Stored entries
···

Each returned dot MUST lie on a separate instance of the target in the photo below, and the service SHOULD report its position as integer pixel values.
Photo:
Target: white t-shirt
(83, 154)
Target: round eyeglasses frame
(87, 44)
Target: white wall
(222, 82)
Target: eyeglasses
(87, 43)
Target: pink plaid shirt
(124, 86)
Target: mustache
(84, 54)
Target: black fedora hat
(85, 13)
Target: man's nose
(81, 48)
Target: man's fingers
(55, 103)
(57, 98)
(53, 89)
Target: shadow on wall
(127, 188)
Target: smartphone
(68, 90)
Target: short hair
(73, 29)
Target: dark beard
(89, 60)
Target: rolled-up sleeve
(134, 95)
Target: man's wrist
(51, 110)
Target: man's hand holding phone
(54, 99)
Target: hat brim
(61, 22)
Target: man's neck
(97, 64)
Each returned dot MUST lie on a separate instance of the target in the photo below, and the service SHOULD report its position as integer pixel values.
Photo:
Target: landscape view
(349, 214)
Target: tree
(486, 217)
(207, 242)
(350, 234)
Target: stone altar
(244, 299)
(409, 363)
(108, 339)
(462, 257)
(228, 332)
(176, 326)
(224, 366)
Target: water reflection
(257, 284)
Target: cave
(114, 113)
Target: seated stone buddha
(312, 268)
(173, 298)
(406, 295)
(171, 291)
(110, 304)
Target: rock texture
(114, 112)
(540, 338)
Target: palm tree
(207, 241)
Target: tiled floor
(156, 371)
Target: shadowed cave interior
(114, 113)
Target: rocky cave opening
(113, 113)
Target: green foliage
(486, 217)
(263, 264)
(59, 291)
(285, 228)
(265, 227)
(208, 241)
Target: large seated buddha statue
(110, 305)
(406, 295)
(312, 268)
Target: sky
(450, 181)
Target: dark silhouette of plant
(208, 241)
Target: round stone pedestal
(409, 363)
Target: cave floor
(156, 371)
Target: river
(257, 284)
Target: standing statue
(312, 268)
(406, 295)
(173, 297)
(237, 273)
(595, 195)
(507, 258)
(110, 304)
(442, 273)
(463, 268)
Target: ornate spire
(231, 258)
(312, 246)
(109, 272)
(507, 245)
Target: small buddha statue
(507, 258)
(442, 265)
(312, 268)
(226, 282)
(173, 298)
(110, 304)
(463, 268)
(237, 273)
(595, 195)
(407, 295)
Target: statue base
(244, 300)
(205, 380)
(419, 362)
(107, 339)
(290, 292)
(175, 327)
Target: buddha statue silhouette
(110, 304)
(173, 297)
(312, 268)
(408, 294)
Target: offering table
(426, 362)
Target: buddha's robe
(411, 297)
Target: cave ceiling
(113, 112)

···

The line containing "Target: man's hand holding phone" marks where to begin; the last line of the records marks where to stop. Copy both and all between, exactly.

Target: man's hand holding phone
(54, 99)
Target: hat brim
(61, 22)
Target: man's neck
(97, 64)
Each returned dot MUST lie on a separate instance of the target in the photo below, and the service SHOULD report its position as integer pixel values.
Photo:
Target: landscape view
(349, 214)
Target: tree
(486, 217)
(207, 242)
(350, 234)
Target: stone altar
(244, 299)
(409, 363)
(108, 339)
(462, 257)
(228, 332)
(176, 326)
(224, 366)
Target: water reflection
(257, 284)
Target: cave
(114, 113)
Target: seated stone buddha
(312, 268)
(173, 298)
(406, 295)
(171, 291)
(110, 304)
Target: rock texture
(114, 112)
(540, 338)
Target: palm tree
(207, 241)
Target: tiled floor
(156, 371)
Target: shadowed cave interior
(114, 113)
Target: rocky cave opening
(113, 113)
Target: green foliage
(486, 217)
(263, 264)
(59, 291)
(285, 228)
(265, 227)
(208, 241)
Target: large seated buddha statue
(110, 305)
(406, 295)
(312, 268)
Target: sky
(450, 181)
Target: dark silhouette of plant
(208, 241)
Target: round stone pedestal
(409, 363)
Target: cave floor
(156, 371)
Target: river
(257, 284)
Target: standing statue
(312, 268)
(406, 295)
(173, 297)
(237, 273)
(595, 195)
(507, 258)
(110, 304)
(442, 273)
(463, 268)
Target: ornate spire
(231, 258)
(312, 246)
(109, 272)
(507, 245)
Target: small buddha statue
(507, 258)
(442, 265)
(312, 268)
(226, 282)
(173, 298)
(110, 304)
(463, 268)
(237, 273)
(595, 195)
(407, 295)
Target: statue base
(244, 300)
(205, 380)
(419, 362)
(107, 339)
(290, 292)
(175, 327)
Target: buddha statue silhouette
(110, 304)
(173, 297)
(312, 268)
(408, 294)
Target: offering table
(426, 362)
Target: buddha's robe
(411, 297)
Target: cave ceiling
(113, 112)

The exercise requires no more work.